Source extract:
════════
Wednesday, February 3, 2010

Wednesday's Words for February 3, 2010


Yesterday was a day eagerly anticipated each year in the Ashbury family: It was Groundhog Day. On the way to work yesterday morning, my beloved chanted his Groundhog Day mantra, “cloudy, cloudy, cloudy” in his attempt to influence the weather and thereby the prognosticating rodent. I know my eldest also had his fingers crossed for a positive outcome. Knowing him, he didn’t utter a mantra, but likely spent some time looking up recipes for groundhog stew—so the critter could know the price of failure. And truly, we awoke to overcast skies and great hope.

Too bad those overcast skies didn’t appear over Wiarton, Ontario or Punxsutawney, Pennsylvania. Sadly, and in a rare show of solidarity, both groundhogs saw their shadows which means six more weeks of winter, instead of an early spring.

“Not too bad,” the man on the radio said, “it’s been a good winter so far, so it’s not like we really needed the break of an early spring this year.”

I’m a writer, well acquainted with literary devices, and that radio D. J. demonstrated one in his pronouncement. “Good winter” is an oxymoron if ever I heard one.

Now that is just my personal opinion, of course. I hate winter. I loved it when I was a child, but then when I was a child winter had fun things to do. There was mostly skating for me, as I rarely went tobogganing, and I don’t really recall if I ever actually owned a toboggan. Yes, later when I lived in the same house I grew up in, raising my own family, husband and kids would go to the Quarry property behind us and slide down the big hill. But as a child, I was forbidden to go near the place.

No matter, there had always been skating on the pond across the road from our house. Often, coming in out of the cold on days my mother had off from the hospital (she was a nurse) meant coming in to wonderful homemade soups and hot cocoa. So I do have fond memories of winter.

And as an adult living in Canada I appreciate that there are many people whose livelihoods depend on our having a proper helping of cold temperatures and lots of snow every year. But that doesn’t mean that personally I have to like it.
════════
Point-per-instance localization data:
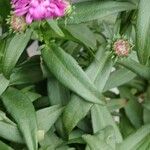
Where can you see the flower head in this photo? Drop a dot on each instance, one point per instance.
(18, 24)
(40, 9)
(121, 47)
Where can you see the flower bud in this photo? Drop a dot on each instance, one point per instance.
(17, 23)
(122, 47)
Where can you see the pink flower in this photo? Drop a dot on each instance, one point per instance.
(122, 47)
(39, 9)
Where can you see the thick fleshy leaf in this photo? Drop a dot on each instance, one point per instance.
(88, 11)
(119, 77)
(47, 117)
(14, 50)
(102, 140)
(143, 31)
(4, 146)
(133, 108)
(22, 110)
(53, 24)
(3, 83)
(69, 73)
(58, 95)
(100, 67)
(135, 138)
(10, 132)
(71, 115)
(136, 67)
(27, 73)
(86, 37)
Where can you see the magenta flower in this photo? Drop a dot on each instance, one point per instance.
(39, 9)
(122, 47)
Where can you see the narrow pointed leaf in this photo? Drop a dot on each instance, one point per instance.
(68, 72)
(88, 11)
(3, 83)
(143, 31)
(14, 50)
(47, 117)
(22, 110)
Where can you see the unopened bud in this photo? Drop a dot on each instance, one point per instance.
(122, 47)
(17, 23)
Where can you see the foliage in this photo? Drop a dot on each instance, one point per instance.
(76, 92)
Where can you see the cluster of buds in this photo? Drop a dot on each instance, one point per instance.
(27, 11)
(120, 46)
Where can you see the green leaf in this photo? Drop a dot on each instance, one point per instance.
(3, 146)
(22, 110)
(54, 25)
(20, 75)
(143, 31)
(47, 117)
(119, 77)
(134, 138)
(88, 11)
(100, 67)
(5, 8)
(72, 115)
(3, 83)
(126, 128)
(139, 69)
(86, 37)
(69, 73)
(58, 95)
(10, 132)
(133, 108)
(115, 104)
(14, 50)
(102, 140)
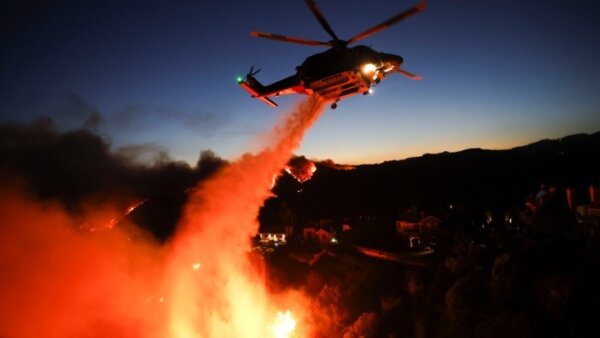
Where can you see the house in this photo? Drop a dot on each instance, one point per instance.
(418, 234)
(319, 236)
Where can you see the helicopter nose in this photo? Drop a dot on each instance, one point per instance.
(395, 60)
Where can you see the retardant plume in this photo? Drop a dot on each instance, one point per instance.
(301, 168)
(65, 276)
(215, 289)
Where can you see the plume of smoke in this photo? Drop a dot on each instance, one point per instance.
(58, 281)
(61, 280)
(225, 297)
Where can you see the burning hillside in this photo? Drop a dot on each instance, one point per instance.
(73, 282)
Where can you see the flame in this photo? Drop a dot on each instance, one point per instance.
(284, 325)
(229, 297)
(301, 169)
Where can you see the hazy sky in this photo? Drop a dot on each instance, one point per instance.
(497, 73)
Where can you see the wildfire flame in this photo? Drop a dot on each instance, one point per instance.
(284, 325)
(203, 283)
(301, 169)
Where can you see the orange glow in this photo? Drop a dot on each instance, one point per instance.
(285, 325)
(120, 283)
(301, 169)
(229, 299)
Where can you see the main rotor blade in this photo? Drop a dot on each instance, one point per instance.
(389, 22)
(319, 15)
(409, 74)
(289, 39)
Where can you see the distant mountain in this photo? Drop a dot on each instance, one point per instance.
(472, 178)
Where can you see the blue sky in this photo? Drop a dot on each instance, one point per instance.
(497, 73)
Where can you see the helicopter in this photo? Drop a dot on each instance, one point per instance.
(337, 73)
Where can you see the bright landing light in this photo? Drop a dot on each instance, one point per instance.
(284, 325)
(368, 69)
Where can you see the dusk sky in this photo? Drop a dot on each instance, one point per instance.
(497, 73)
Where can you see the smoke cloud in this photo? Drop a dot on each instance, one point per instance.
(62, 278)
(227, 299)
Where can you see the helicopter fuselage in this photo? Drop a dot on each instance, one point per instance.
(334, 74)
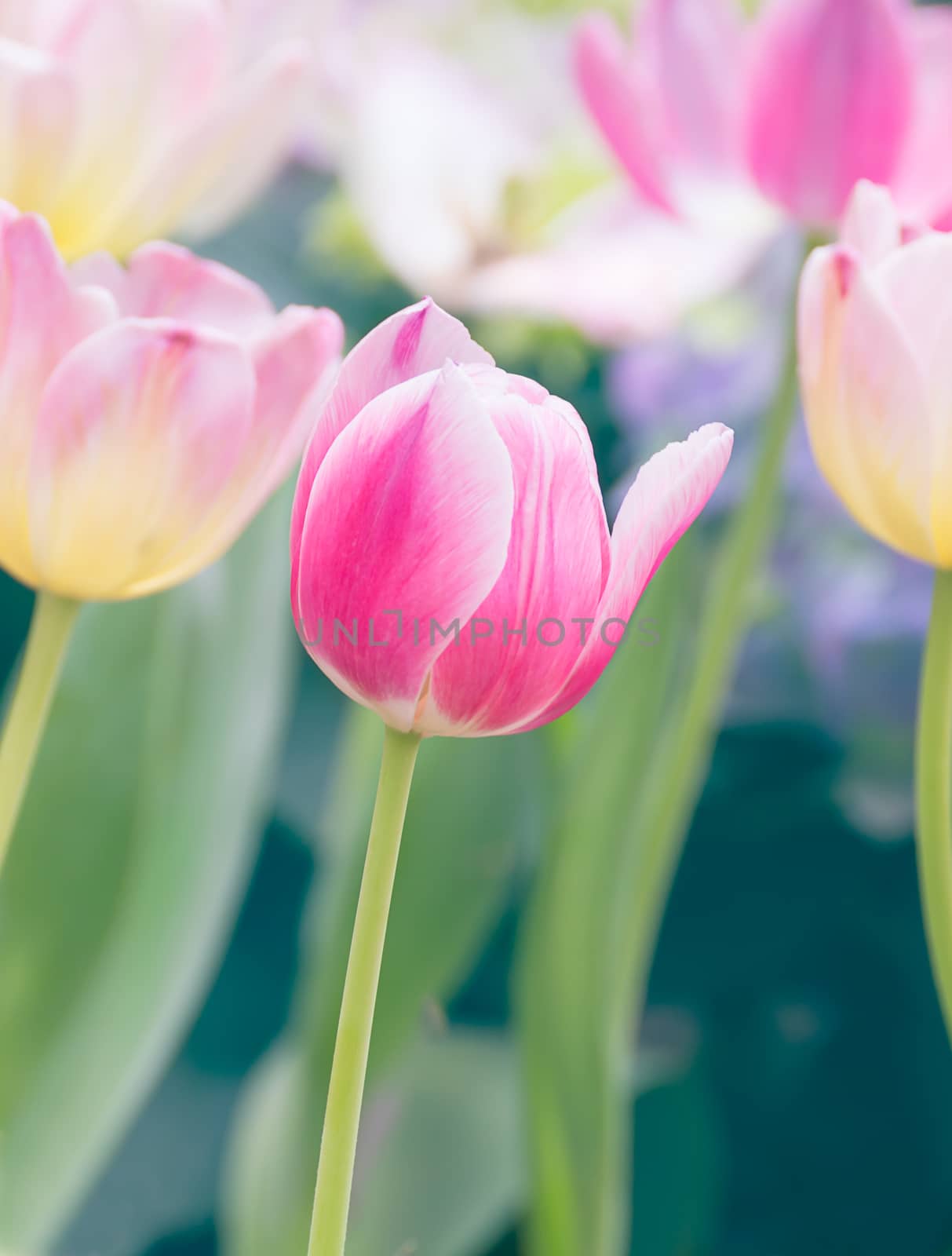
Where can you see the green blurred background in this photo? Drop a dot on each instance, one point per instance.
(795, 1080)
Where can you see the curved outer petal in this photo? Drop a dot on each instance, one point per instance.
(619, 104)
(42, 317)
(412, 342)
(140, 433)
(830, 102)
(872, 226)
(669, 493)
(411, 512)
(866, 402)
(494, 680)
(925, 180)
(696, 53)
(165, 280)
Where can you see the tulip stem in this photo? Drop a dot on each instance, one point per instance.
(50, 630)
(342, 1115)
(662, 816)
(933, 790)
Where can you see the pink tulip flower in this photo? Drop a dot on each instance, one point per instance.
(129, 119)
(801, 104)
(451, 563)
(148, 412)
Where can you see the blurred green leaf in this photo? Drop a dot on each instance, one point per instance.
(129, 862)
(472, 808)
(443, 1174)
(567, 962)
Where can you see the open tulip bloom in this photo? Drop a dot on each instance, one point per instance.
(876, 355)
(148, 414)
(795, 106)
(452, 569)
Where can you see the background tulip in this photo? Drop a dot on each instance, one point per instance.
(468, 170)
(874, 349)
(876, 343)
(445, 506)
(799, 104)
(129, 119)
(148, 412)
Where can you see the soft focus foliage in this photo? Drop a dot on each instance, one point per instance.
(177, 907)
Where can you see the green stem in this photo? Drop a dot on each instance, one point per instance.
(342, 1115)
(933, 790)
(50, 628)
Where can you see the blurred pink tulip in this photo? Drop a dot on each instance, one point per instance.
(129, 119)
(148, 414)
(803, 102)
(451, 562)
(876, 345)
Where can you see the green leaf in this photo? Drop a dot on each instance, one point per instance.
(472, 808)
(441, 1171)
(129, 864)
(567, 952)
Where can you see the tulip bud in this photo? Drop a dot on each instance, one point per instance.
(451, 562)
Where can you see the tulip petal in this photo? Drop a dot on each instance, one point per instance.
(157, 412)
(872, 226)
(429, 163)
(165, 280)
(866, 402)
(696, 50)
(213, 170)
(42, 317)
(410, 343)
(518, 651)
(410, 512)
(294, 363)
(38, 112)
(608, 79)
(830, 102)
(621, 270)
(141, 69)
(669, 493)
(925, 181)
(916, 282)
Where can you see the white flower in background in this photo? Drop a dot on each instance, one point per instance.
(474, 171)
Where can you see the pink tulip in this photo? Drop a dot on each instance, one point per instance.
(129, 119)
(805, 100)
(148, 414)
(451, 563)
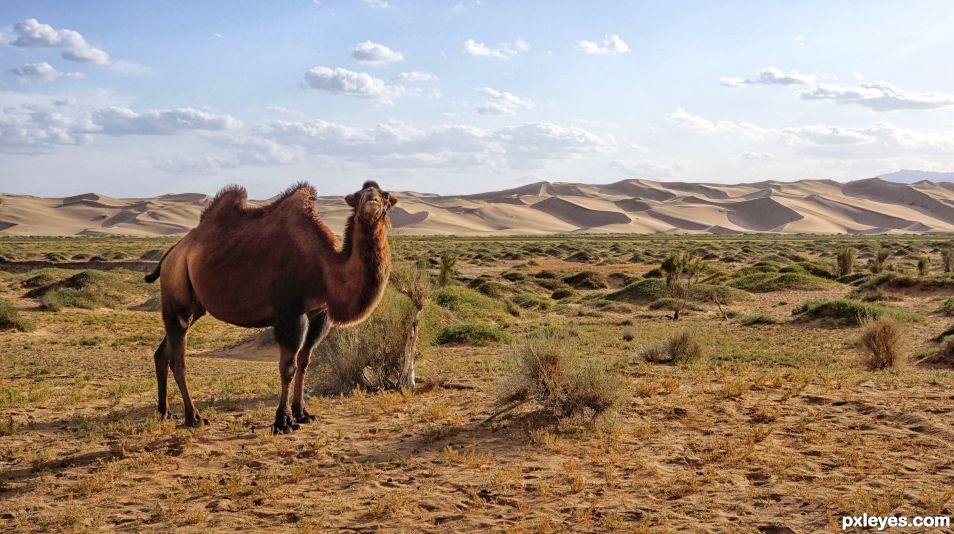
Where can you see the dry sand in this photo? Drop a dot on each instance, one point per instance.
(631, 206)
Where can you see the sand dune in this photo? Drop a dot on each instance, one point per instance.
(868, 206)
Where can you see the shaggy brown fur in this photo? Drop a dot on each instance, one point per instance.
(275, 265)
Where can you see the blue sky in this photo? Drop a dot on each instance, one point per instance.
(143, 98)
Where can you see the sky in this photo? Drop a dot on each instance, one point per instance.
(141, 98)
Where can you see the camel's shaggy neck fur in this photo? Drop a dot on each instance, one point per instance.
(355, 281)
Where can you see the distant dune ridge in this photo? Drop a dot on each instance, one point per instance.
(868, 206)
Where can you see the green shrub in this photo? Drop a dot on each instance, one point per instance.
(647, 289)
(846, 312)
(669, 303)
(758, 319)
(369, 355)
(470, 334)
(549, 372)
(10, 318)
(881, 344)
(563, 293)
(682, 347)
(530, 301)
(948, 306)
(587, 280)
(465, 301)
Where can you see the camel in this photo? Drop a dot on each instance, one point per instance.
(276, 265)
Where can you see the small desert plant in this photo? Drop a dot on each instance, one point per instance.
(548, 372)
(682, 347)
(10, 318)
(681, 270)
(369, 355)
(947, 259)
(448, 268)
(881, 343)
(413, 282)
(470, 334)
(844, 261)
(879, 262)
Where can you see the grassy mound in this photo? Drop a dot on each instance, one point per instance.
(758, 319)
(847, 312)
(470, 334)
(647, 289)
(788, 281)
(10, 318)
(85, 289)
(587, 280)
(369, 355)
(467, 303)
(549, 372)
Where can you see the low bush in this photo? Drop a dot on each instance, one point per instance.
(881, 344)
(758, 319)
(682, 347)
(847, 312)
(548, 371)
(10, 318)
(587, 280)
(470, 334)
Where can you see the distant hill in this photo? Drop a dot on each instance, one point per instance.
(911, 176)
(871, 206)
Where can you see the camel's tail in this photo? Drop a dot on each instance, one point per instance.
(154, 275)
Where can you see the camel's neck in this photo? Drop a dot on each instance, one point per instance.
(356, 282)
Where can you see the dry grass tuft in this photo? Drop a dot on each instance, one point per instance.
(550, 374)
(682, 347)
(881, 344)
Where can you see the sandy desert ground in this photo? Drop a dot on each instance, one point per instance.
(872, 206)
(777, 427)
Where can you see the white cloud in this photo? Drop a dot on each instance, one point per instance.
(359, 84)
(501, 102)
(882, 140)
(247, 151)
(757, 156)
(612, 44)
(879, 96)
(43, 71)
(370, 53)
(124, 121)
(705, 126)
(504, 51)
(396, 144)
(771, 76)
(415, 76)
(33, 34)
(639, 148)
(284, 111)
(648, 169)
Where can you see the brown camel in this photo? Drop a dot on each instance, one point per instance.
(276, 265)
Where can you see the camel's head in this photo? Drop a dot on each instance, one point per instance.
(371, 204)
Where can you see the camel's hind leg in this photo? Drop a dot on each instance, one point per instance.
(162, 378)
(174, 349)
(318, 326)
(290, 336)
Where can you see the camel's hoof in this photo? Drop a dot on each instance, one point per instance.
(196, 421)
(284, 424)
(303, 416)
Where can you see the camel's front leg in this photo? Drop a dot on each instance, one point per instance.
(317, 330)
(289, 334)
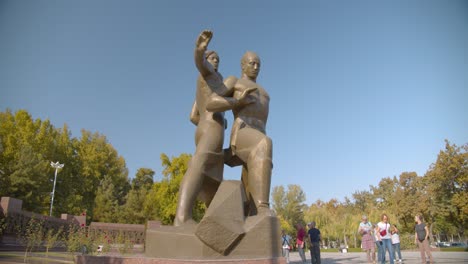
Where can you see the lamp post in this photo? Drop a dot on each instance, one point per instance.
(57, 166)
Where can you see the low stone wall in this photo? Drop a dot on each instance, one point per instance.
(128, 232)
(15, 221)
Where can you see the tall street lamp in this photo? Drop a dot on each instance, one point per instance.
(57, 166)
════════
Required action: Reproduce, word for word, the stretch of the Groundhog Day blog post from "Too bad those" through "I heard one.". Rely only on the Groundhog Day blog post for what comes next; the rows play no part.

Exercise answer:
Too bad those overcast skies didn’t appear over Wiarton, Ontario or Punxsutawney, Pennsylvania. Sadly, and in a rare show of solidarity, both groundhogs saw their shadows which means six more weeks of winter, instead of an early spring.

“Not too bad,” the man on the radio said, “it’s been a good winter so far, so it’s not like we really needed the break of an early spring this year.”

I’m a writer, well acquainted with literary devices, and that radio D. J. demonstrated one in his pronouncement. “Good winter” is an oxymoron if ever I heard one.